Records shown:

⁂

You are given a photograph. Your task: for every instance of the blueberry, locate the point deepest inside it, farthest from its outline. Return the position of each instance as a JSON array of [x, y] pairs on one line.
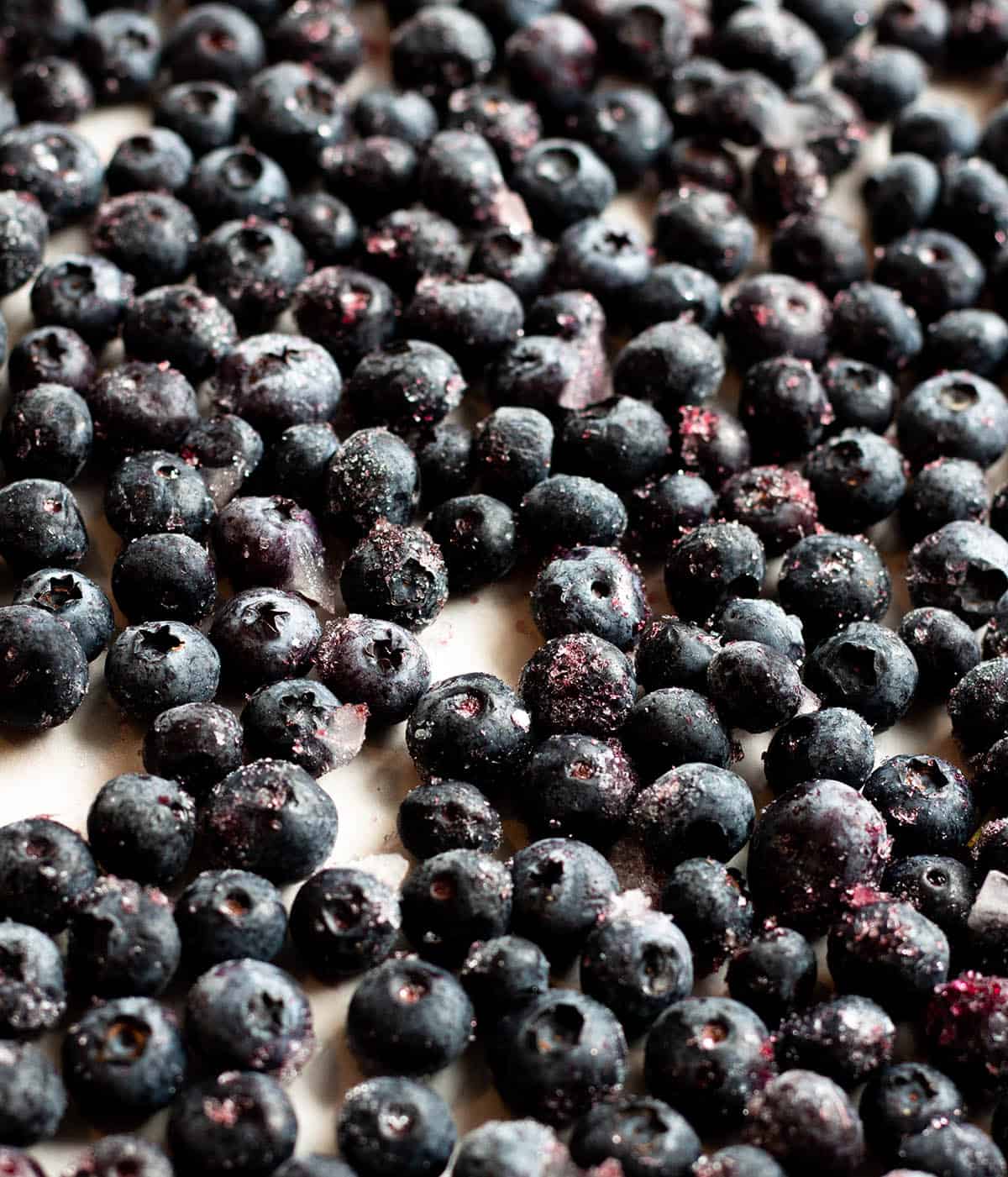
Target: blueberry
[[578, 683], [808, 1123], [811, 848], [33, 996], [32, 1096], [705, 229], [817, 247], [831, 581], [45, 868], [645, 1136], [344, 922], [711, 564], [470, 728], [672, 652], [396, 1127], [143, 828], [858, 477], [268, 817], [158, 665], [774, 974], [253, 267], [58, 166], [155, 161], [904, 1100], [234, 182], [963, 567], [123, 941], [558, 1057], [408, 1017], [180, 325], [256, 1135], [711, 1054], [249, 1016], [375, 663], [47, 433], [214, 41], [165, 577], [202, 113], [270, 542], [440, 50], [120, 50], [638, 964], [123, 1061], [155, 491], [140, 407], [50, 90], [86, 293], [454, 900], [229, 915], [834, 744], [846, 1038], [50, 355]]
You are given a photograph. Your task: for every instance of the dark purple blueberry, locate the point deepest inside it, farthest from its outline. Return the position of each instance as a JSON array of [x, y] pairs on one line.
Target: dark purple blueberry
[[55, 165], [705, 229], [264, 636], [123, 1061], [811, 848], [408, 1017], [711, 1054], [143, 828], [255, 1136], [158, 665], [229, 915], [86, 293], [375, 663], [50, 355], [834, 744], [40, 526], [202, 113], [123, 941], [214, 41], [268, 817]]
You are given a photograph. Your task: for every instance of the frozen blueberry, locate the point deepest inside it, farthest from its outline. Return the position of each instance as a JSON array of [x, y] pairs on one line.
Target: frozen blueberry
[[50, 355], [155, 491], [85, 293], [774, 974], [643, 1135], [558, 1057], [408, 1017], [55, 165], [143, 828], [158, 665], [33, 1100], [711, 1054], [46, 433], [846, 1038], [255, 1136], [249, 1016], [228, 915], [40, 525], [268, 817], [45, 868], [123, 941], [33, 996], [711, 564], [831, 581], [834, 744], [705, 229], [123, 1061]]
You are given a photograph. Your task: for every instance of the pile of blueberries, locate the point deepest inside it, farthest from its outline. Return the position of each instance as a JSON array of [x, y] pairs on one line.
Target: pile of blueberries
[[484, 371]]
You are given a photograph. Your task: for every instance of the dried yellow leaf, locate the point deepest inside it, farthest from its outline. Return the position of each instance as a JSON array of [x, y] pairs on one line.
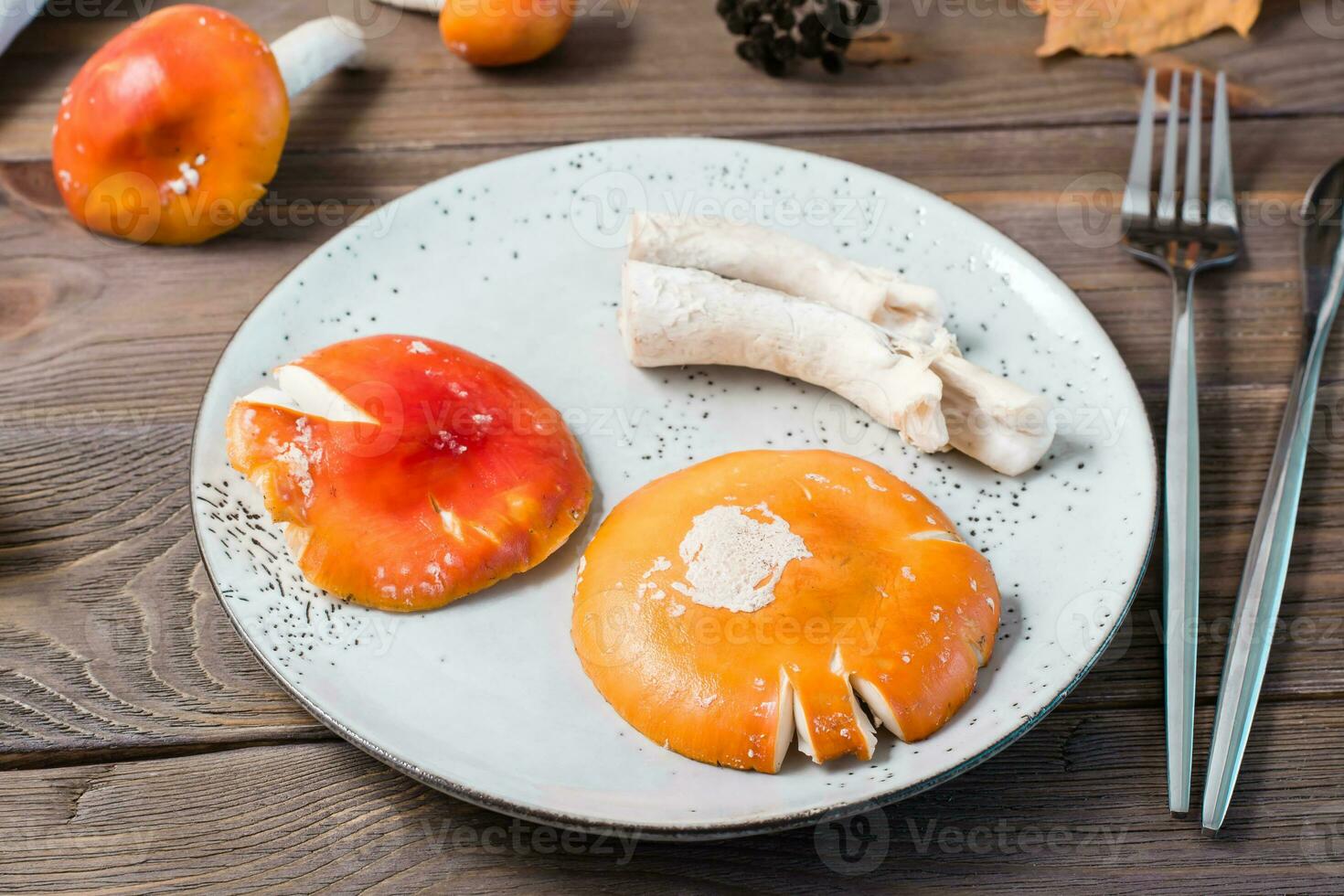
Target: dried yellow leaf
[[1120, 27]]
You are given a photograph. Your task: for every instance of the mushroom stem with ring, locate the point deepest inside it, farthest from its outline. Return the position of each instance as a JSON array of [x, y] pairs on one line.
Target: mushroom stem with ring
[[683, 316], [15, 16], [315, 48]]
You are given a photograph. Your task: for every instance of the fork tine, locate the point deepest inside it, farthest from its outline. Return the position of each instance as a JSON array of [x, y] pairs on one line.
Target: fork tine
[[1189, 208], [1221, 202], [1141, 162], [1167, 194]]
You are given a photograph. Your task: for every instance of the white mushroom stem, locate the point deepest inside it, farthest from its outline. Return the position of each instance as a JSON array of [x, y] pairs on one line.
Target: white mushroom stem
[[414, 5], [680, 316], [994, 420], [777, 261], [316, 48], [15, 16]]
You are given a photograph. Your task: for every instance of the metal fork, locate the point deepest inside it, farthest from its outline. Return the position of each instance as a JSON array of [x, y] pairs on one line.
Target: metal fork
[[1200, 237]]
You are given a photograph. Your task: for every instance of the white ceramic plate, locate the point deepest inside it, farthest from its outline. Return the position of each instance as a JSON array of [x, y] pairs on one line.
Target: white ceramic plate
[[519, 261]]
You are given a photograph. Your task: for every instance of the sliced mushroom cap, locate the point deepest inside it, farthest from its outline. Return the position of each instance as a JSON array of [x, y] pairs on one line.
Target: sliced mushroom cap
[[169, 132], [726, 604], [409, 472]]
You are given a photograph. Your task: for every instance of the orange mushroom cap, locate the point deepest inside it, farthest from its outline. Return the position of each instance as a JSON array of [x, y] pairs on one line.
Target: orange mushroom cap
[[426, 473], [171, 131], [720, 604]]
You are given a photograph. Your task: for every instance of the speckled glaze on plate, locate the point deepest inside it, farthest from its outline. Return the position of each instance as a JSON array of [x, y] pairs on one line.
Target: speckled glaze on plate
[[519, 261]]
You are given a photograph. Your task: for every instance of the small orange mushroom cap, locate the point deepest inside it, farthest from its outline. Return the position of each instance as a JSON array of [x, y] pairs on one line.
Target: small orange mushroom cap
[[722, 606], [504, 32], [171, 131], [409, 472]]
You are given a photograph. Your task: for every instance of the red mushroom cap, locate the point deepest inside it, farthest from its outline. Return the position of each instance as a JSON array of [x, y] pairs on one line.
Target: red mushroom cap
[[171, 131]]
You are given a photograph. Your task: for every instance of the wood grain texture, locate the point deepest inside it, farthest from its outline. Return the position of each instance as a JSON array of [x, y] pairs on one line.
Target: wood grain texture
[[142, 747], [1077, 804]]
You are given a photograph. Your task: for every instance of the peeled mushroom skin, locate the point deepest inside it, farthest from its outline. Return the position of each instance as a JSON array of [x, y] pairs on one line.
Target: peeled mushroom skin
[[682, 316]]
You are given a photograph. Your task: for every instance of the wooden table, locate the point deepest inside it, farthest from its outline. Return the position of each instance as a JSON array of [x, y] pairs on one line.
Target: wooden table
[[143, 747]]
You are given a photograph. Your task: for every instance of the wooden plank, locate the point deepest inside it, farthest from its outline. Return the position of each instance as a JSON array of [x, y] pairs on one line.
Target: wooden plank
[[1078, 802], [669, 68], [109, 635]]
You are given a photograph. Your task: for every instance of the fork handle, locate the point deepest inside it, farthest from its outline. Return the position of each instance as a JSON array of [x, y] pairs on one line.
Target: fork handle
[[1180, 557], [1263, 587]]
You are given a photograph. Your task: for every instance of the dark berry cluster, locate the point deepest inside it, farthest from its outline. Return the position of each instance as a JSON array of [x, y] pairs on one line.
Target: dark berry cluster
[[777, 35]]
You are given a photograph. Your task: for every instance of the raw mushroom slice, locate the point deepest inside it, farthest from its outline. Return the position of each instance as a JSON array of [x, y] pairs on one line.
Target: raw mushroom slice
[[777, 261], [409, 472], [682, 316], [731, 603], [988, 417], [171, 131]]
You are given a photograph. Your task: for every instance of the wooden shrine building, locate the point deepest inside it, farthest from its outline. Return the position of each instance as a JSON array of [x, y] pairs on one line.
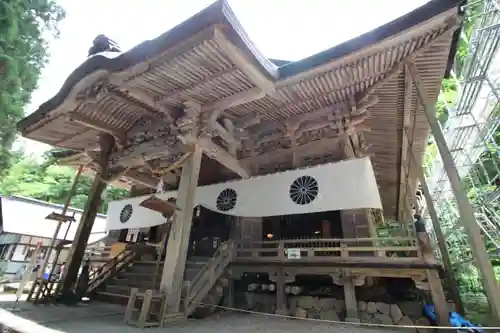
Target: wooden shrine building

⁂

What is being asked: Search the data above for the string "building" and report each line that holds it.

Result of the exercise:
You are given a photograph. Your task: for every instance of the wooden shrine building, locate the point deepest inside it, farthest from its outline. Return the position of each instance as a JSON array of [x, y] pairs on one line.
Target: wooden shrine building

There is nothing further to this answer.